▶ Task requirements:
Retype the records below from their first line through the line containing "point(232, 295)", and include nothing else.

□ □ □ □ □

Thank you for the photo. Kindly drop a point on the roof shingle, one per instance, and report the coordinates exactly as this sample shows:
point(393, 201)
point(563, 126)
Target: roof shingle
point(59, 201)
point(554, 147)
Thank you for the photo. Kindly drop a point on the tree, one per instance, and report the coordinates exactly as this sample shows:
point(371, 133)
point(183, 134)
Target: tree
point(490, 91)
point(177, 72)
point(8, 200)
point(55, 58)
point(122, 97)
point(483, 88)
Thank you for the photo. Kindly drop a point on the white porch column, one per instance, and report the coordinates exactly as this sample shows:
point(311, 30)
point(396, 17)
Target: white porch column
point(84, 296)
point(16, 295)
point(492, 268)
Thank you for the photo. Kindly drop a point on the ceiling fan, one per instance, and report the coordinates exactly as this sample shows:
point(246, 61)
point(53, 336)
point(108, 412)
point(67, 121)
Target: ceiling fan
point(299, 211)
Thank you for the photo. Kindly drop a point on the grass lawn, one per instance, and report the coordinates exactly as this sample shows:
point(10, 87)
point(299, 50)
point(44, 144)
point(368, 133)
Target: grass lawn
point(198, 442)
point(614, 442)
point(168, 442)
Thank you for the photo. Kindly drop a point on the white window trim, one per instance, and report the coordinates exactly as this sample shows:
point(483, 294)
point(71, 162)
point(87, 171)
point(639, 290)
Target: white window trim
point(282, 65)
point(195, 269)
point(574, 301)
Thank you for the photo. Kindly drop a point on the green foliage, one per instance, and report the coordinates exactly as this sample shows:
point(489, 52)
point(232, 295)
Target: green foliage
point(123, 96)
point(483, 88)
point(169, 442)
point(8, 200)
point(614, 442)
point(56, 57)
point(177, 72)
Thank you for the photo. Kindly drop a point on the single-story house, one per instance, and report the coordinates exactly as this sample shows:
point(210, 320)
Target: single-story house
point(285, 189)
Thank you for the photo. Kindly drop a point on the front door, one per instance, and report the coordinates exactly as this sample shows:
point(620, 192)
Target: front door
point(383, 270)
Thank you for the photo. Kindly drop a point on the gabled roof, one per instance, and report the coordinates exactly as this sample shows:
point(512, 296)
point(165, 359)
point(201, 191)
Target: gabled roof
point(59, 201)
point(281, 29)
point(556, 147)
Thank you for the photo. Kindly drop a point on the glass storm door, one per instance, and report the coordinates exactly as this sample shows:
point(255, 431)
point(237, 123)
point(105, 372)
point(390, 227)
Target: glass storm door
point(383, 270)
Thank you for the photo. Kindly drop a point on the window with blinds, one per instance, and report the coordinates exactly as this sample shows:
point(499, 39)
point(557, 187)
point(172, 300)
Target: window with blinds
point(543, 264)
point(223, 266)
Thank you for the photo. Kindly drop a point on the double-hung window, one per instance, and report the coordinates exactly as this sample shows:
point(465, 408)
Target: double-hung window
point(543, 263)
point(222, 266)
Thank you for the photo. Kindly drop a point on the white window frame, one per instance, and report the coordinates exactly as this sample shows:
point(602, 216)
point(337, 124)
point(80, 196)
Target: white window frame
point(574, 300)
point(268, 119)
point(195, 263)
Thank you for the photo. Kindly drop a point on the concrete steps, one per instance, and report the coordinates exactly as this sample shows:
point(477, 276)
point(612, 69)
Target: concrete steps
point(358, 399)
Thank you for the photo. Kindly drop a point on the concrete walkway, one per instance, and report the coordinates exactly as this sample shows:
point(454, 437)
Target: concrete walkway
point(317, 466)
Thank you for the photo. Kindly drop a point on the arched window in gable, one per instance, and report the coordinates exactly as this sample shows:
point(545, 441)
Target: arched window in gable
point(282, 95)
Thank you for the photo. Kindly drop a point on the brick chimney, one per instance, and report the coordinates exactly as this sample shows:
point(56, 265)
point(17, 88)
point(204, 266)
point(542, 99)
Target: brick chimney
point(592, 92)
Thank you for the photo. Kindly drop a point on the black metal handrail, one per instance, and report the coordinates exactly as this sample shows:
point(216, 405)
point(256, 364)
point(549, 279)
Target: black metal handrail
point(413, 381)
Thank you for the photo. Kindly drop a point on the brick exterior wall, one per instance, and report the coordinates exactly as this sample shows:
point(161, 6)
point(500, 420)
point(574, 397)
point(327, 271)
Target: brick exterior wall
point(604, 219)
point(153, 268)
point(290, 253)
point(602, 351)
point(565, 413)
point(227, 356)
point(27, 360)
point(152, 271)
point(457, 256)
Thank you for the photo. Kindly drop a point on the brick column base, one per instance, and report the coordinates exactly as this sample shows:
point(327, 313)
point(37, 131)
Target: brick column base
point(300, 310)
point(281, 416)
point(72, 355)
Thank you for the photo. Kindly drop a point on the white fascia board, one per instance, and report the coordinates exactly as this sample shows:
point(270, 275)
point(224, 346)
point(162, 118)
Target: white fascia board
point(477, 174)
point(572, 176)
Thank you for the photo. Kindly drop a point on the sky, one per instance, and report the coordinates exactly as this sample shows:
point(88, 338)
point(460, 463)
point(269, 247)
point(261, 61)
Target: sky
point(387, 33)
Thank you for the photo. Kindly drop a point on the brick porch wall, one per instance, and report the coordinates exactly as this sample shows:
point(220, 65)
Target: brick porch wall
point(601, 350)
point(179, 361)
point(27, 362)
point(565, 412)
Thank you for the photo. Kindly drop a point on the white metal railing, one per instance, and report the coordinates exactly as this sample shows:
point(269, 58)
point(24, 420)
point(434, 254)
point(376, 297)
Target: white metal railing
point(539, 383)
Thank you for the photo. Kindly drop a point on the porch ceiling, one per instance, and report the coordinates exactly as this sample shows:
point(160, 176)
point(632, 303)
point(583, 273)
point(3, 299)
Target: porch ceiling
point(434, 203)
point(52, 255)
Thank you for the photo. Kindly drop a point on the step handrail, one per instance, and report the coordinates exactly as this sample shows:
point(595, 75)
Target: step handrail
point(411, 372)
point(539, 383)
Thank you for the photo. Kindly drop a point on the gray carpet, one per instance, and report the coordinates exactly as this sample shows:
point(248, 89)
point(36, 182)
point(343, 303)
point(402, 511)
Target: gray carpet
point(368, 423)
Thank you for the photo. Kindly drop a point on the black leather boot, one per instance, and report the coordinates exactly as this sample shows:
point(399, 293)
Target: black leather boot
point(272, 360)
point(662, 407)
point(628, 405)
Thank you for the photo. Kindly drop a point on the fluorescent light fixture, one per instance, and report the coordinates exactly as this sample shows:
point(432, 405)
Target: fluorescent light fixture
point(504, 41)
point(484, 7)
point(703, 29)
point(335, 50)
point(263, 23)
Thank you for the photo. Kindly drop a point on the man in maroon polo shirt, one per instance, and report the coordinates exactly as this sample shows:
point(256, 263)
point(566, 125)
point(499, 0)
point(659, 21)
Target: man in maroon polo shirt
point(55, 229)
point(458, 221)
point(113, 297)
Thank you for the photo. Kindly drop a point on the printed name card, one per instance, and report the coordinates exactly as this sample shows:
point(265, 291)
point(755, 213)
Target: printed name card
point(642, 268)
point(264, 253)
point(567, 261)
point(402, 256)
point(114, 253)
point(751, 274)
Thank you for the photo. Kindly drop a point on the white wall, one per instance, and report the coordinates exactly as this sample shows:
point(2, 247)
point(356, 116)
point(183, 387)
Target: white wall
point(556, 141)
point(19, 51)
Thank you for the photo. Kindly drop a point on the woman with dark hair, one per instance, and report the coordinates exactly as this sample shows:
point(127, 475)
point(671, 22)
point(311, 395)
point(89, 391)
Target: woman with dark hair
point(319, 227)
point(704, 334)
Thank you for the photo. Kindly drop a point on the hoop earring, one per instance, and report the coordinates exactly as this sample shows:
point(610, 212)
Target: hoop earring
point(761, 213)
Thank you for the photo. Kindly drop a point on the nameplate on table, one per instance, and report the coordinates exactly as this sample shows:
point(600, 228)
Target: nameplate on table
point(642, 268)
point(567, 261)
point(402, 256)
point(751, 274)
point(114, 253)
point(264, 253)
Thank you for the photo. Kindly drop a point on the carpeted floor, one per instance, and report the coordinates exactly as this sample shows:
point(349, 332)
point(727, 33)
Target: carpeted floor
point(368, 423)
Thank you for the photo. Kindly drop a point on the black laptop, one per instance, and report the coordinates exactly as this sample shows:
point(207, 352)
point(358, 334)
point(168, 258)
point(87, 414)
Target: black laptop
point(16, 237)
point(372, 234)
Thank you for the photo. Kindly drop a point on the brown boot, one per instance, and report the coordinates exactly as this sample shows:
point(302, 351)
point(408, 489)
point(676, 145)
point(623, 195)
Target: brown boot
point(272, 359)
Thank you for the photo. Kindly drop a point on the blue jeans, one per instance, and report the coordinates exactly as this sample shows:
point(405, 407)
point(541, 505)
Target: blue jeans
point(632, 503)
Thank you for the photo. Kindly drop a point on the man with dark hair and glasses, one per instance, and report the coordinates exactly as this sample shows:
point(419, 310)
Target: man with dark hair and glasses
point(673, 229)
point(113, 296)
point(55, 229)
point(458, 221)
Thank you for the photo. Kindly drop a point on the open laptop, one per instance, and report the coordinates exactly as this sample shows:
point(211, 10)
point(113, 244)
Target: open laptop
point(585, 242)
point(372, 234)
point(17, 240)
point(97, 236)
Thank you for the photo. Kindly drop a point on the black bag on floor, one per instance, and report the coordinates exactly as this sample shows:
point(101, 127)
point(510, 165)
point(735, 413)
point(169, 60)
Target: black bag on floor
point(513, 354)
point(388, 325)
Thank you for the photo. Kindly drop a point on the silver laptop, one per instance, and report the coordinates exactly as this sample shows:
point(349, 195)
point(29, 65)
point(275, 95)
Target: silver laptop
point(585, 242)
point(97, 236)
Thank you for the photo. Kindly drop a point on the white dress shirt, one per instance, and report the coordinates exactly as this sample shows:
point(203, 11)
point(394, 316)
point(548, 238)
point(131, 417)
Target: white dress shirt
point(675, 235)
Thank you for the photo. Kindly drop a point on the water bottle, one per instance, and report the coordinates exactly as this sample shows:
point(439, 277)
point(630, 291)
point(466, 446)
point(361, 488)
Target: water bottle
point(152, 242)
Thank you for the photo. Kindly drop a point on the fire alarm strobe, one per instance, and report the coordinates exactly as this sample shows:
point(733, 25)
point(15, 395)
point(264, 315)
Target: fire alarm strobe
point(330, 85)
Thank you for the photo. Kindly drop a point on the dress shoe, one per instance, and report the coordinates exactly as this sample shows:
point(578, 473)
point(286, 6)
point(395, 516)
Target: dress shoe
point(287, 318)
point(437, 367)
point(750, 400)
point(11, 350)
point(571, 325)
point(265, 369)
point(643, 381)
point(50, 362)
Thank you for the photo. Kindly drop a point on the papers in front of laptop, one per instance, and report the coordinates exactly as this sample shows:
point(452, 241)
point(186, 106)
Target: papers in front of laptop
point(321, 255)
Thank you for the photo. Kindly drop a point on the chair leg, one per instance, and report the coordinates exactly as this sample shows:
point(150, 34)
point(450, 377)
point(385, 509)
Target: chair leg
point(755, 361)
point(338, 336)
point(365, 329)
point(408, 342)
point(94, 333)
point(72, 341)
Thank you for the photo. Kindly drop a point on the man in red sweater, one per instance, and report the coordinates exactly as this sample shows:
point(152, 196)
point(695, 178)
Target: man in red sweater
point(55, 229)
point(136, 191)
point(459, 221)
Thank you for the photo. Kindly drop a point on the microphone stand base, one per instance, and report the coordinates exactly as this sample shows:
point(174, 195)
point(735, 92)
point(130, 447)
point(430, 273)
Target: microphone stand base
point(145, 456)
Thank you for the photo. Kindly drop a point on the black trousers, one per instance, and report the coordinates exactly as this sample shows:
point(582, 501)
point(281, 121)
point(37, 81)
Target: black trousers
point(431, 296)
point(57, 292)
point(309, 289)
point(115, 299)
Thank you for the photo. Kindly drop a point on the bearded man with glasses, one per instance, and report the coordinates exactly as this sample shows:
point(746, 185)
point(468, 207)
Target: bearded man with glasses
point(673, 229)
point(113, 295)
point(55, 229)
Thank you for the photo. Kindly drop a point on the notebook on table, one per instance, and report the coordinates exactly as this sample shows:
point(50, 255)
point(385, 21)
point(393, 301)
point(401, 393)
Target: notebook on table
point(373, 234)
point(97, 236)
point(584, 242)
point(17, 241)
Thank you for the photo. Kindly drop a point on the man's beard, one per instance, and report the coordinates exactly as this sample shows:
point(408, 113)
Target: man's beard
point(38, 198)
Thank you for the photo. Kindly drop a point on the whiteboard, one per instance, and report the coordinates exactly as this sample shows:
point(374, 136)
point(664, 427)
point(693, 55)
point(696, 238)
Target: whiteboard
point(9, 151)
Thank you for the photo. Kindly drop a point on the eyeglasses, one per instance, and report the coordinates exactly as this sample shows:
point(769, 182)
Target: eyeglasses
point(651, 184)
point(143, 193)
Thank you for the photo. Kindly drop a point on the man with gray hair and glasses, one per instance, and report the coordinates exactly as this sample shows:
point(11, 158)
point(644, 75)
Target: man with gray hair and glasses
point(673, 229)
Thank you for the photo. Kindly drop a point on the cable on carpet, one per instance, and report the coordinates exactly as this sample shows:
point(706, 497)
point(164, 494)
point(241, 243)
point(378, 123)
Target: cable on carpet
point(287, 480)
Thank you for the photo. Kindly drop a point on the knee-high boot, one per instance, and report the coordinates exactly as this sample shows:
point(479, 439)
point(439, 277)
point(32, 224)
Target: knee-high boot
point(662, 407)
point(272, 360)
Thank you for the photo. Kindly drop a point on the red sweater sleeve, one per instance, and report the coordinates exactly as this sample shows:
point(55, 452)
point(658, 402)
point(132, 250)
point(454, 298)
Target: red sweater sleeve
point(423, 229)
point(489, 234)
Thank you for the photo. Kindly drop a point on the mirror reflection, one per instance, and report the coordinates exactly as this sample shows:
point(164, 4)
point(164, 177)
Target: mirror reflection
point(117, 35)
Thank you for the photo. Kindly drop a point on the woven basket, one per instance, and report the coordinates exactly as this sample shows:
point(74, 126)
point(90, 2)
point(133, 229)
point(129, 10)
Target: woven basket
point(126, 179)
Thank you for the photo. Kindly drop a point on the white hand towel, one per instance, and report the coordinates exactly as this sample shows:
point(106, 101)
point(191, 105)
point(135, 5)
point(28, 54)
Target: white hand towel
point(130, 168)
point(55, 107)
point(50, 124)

□ □ □ □ □

▶ Response to this task:
Thank you for the photo. Kindly drop a point on the roof shingle, one per instance, and report the coordinates exactly as this sample shows:
point(393, 201)
point(563, 126)
Target: roof shingle
point(59, 201)
point(554, 147)
Thank you for the photo. Kindly drop a point on the tree, one per instance, and report the coordinates exactly as this sample shows:
point(371, 133)
point(183, 134)
Target: tree
point(490, 91)
point(177, 72)
point(8, 200)
point(55, 58)
point(122, 97)
point(483, 88)
Thank you for the photo. Kindly drop a point on the white porch column, one per instance, and report the coordinates exactly as this sample shows:
point(311, 30)
point(396, 17)
Target: white porch column
point(84, 296)
point(16, 295)
point(492, 268)
Thank you for the photo. Kindly drop a point on the ceiling fan, one per instance, and report the coordinates exactly as this sample shows:
point(246, 61)
point(53, 336)
point(108, 412)
point(67, 121)
Target: ceiling fan
point(299, 211)
Thank you for the photo. Kindly drop a point on the grass lawn, one per instance, and report the coordinates exactly as this sample shows:
point(10, 87)
point(299, 50)
point(44, 144)
point(368, 133)
Target: grass lawn
point(198, 442)
point(614, 442)
point(168, 442)
Thank you for the photo. Kindly drop a point on the white window trim, one per instance, and report the coordinates exactly as this sample shows:
point(483, 294)
point(71, 162)
point(87, 171)
point(639, 290)
Target: white window trim
point(282, 65)
point(195, 269)
point(574, 301)
Thank you for the photo. Kindly drop a point on the green foliage, one per instance, and report the coordinates exactly as this sample shows:
point(489, 52)
point(232, 295)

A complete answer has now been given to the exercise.